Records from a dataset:
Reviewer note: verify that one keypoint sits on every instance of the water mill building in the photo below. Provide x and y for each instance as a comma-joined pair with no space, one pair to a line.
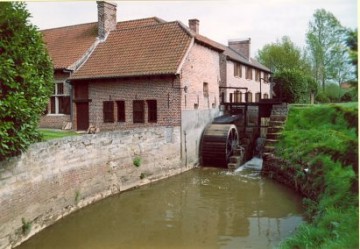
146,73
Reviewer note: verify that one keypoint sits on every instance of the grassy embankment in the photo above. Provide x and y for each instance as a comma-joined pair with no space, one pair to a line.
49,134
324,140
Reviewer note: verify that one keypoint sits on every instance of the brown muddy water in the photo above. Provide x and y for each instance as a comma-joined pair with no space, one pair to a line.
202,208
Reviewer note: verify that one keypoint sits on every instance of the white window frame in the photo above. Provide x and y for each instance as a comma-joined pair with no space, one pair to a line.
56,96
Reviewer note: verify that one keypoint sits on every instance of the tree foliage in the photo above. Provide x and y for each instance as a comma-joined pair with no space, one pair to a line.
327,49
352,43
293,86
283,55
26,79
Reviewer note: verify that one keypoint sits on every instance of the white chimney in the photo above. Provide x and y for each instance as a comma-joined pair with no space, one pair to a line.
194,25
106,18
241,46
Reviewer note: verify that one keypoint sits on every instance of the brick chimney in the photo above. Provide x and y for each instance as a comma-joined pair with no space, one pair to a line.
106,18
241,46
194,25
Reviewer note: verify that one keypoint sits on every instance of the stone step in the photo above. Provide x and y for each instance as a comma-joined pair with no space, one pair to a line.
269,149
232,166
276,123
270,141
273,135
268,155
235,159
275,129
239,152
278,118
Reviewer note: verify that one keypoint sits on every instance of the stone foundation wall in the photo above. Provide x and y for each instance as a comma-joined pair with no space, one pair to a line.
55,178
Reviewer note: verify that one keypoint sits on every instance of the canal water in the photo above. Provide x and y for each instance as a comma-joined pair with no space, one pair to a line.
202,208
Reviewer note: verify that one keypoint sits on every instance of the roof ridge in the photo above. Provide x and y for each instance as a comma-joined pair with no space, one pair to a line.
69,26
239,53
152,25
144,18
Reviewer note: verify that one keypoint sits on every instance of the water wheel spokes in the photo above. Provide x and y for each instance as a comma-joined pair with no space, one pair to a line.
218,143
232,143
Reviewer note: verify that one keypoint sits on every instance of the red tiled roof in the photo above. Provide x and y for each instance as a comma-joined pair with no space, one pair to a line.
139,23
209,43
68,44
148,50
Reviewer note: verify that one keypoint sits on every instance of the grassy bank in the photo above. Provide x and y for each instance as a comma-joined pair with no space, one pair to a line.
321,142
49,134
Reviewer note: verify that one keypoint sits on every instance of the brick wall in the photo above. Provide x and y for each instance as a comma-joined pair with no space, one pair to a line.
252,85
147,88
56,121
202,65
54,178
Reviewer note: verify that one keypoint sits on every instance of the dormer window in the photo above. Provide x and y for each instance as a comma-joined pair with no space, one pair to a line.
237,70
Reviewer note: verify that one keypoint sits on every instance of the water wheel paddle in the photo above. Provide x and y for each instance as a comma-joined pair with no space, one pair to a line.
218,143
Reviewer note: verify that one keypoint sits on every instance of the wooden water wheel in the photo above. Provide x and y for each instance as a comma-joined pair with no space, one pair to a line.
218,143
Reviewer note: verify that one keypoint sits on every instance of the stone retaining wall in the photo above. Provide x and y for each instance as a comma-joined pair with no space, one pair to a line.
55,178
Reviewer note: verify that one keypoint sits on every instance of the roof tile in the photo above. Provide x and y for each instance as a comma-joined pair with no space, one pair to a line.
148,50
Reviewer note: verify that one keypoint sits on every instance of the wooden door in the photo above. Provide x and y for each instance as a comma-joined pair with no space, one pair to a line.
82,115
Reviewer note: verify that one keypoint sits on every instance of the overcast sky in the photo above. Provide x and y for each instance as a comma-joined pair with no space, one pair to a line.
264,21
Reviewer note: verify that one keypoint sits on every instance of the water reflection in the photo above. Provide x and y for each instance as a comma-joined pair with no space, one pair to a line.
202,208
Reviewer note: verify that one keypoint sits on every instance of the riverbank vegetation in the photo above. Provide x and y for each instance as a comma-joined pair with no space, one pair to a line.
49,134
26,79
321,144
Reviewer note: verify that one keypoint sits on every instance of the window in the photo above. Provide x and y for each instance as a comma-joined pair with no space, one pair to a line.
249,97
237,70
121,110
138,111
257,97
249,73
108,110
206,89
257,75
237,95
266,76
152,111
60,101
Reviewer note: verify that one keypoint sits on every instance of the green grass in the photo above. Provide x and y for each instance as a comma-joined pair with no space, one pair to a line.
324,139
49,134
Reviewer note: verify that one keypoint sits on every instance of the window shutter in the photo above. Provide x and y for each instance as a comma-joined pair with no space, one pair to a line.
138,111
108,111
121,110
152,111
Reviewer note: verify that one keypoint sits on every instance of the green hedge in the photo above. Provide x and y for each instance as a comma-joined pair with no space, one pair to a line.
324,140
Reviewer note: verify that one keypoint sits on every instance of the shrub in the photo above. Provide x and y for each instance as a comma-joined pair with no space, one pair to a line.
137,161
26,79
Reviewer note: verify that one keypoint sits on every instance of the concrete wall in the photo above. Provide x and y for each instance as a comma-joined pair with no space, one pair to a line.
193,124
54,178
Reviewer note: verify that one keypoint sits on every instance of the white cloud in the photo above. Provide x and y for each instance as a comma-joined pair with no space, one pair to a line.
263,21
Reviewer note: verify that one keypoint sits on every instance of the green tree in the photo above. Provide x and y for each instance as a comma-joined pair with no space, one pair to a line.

WORK REQUEST: Could you transcribe every entry exactly, leaving out the pictures?

EXPECTED OUTPUT:
Reviewer note: verify that one keypoint sits on every instance of the water mill building in the photo below. Provide x and y for each instance as a comma-joined pair with no space, one pair to a line.
146,73
Reviewer note: verify that one keypoint sits on every instance of the grassy embankment in the photo above. Provide x and y for each instance as a comma-joined pair with no space, one pair to a line.
49,134
324,140
Reviewer note: verify that one keypoint sits on every instance of the brown muddy water in the photo above. Provide x and y for each instance as a comma-joined pair with no space, one pair to a line.
202,208
Reviewer note: verify that one keypoint sits on every instance of the white window frame in the photo above. Provide x and y for each instance as a comma-joined pair with no space, one pair to a line.
56,96
Reviewer note: verify that one keypoint sits on every instance of the tree foliage in the photo above. Provide x and y for each instance as a comma-joined pair with no space, one pair to a line.
327,49
352,43
293,86
283,55
26,79
Reviewer note: verify that one keypoint sits on every instance of the white chimney in the photo above. Provide x and y for each instance as a comma-joined pair with no space, one pair to a line.
194,25
106,18
241,46
Reviewer note: verify that one keypoint sits on every instance of the brick chimney in the photo above. Provide x and y for each instance as a comma-joined pair with no space, one pair to a line.
106,18
241,46
194,25
Reviewer note: verify that one keypoint sits on every instance of the stone step in the photo above. Provide x and y for each instance as a comma-joined pair with no space, one pair to a line.
269,149
232,166
276,123
270,141
273,135
268,155
235,159
275,129
239,152
278,118
Reviewer note: verify that one keypoint sits on every instance of the stone foundation wall in the photo above. Provide x and y for each instance as a comma-joined pair with no space, one pair to a line.
55,178
Reviewer note: verify that one keypoint sits on every instance of the canal water in the photo above. Provide x and y for each instance as a comma-joined pair with no space, one pair to a line.
202,208
Reviewer note: verify that one keypoint sits on every instance of the roof ridge in the photo above. Provide x and y for each instance as a comma-joined pair with no space, one pair to a line.
69,26
239,53
152,25
144,18
Reviewer note: verify that one keypoint sits on every instance of the water wheel spokes in the photo above. Provide x and y for each instance as a comma-joined pair with no space, one pair to a line.
218,143
232,143
Reviewer note: verify that one keypoint sits on every instance of the red tiled roof in the photo above. Provide x and y for each instance as a comma-joined pair with no space, one pair to a line.
139,23
209,43
68,44
148,50
Reviewer note: verify that one keypoint sits on every instance of the grassy bank in the photo above. Provide x and y for each instance as a comma-joined pair with no space, one pair to a line.
321,142
49,134
Reviewer note: verify that one keypoint sits on every instance of the brick wall in the photo above. Provide x and y for each instance as a comma-joined pair with no space, one pair to a line.
252,85
147,88
56,121
202,65
54,178
Reviewer note: verify that one keypoint sits on every instance of the dormer window in the photo above. Provide x and y for each instance as a comma-joined pair with no space, one pair to a line.
237,70
Reviewer note: verify that one keypoint sits on every instance of the water wheel paddle in the photo above. Provide x and y for each instance as a comma-joined pair with no space, one pair to a line.
218,143
Reviewer note: verify that one keypoint sits on every instance of the wooden water wheel in the photo above. Provide x and y for each instance as a comma-joined pair with no space, one pair to a line.
218,143
Reviewer note: verify that one keypoint sits on every instance of the stone retaining wall in the photo above. Provide x and y for each instance as a comma-joined pair with no space, one pair to a line.
55,178
Reviewer note: verify that one keypoint sits on every instance of the roof tile in the photo above. Provide x and y for each instance as a comma-joined pair with no space, one pair to a line.
148,50
Reviewer note: verify that one keypoint sits on every instance of the wooden door in the photo above. Provide x and y for each instance as a comma-joined pair with no space, one pair to a line.
82,115
Reviewer note: verify that one keypoint sits on every instance of the overcast sky in the photo above. Provide x and y for each instance as a comma-joined pair with no space, one pair to a line.
264,21
Reviewer note: verify that one keypoint sits on every instance of the water reflection in the photo above. Provide x and y for each instance as a comma-joined pair with no space, one pair to a line.
202,208
Reviewer note: verify that one keypoint sits on every instance of the riverbank vegetation in the photo above. Provide x and y for each instance as a comma-joined pair with no space, one pair to a line.
49,134
26,79
321,144
Reviewer note: verify that one keypoint sits on every instance of the window in the photo above. Provide x and y for each instance as a comma-joined pair with no space, one pair to a line.
249,97
237,70
121,110
138,111
257,97
249,73
108,110
206,89
257,75
237,95
266,76
152,111
60,101
Reviewer note: verify that one keypoint sits on every instance of the green grass in the photo above. Provide x and y for each instance as a comma-joined pair with no space, one pair to a line.
324,139
49,134
Reviewer note: verify that one keypoint sits on every instance of the window shutter in the photo above. Provide x and y for each instance as a comma-joined pair with no space, one pair to a line.
138,111
108,111
121,110
152,111
Reviewer note: verify that one keypoint sits on every instance of the green hedge in the photo above. Provide x and y for each instance as a comma-joined pair with no space, one pair to a line.
324,140
Reviewer note: verify that one keypoint sits on every instance of the shrub in the photo above. Provide x and y for each instance as a comma-joined pair with no space, one pair to a line.
137,161
26,79
Reviewer note: verify that one keypoint sits on every instance of the concrete wall in the photo above. Provide x and y for each instance as a comma-joined pair with no space, one pair to a line.
193,124
54,178
Reviewer note: verify that one keypoint sits on every instance of the white cloud in the photo above. Provide x and y for each instance as a comma-joined pair with no space, one pair to a line.
263,21
Reviewer note: verify that one keypoint sits on every instance of the green tree in the photo above. Provide x and y for each instance as a comma-joined pair with no space, one pair to a line.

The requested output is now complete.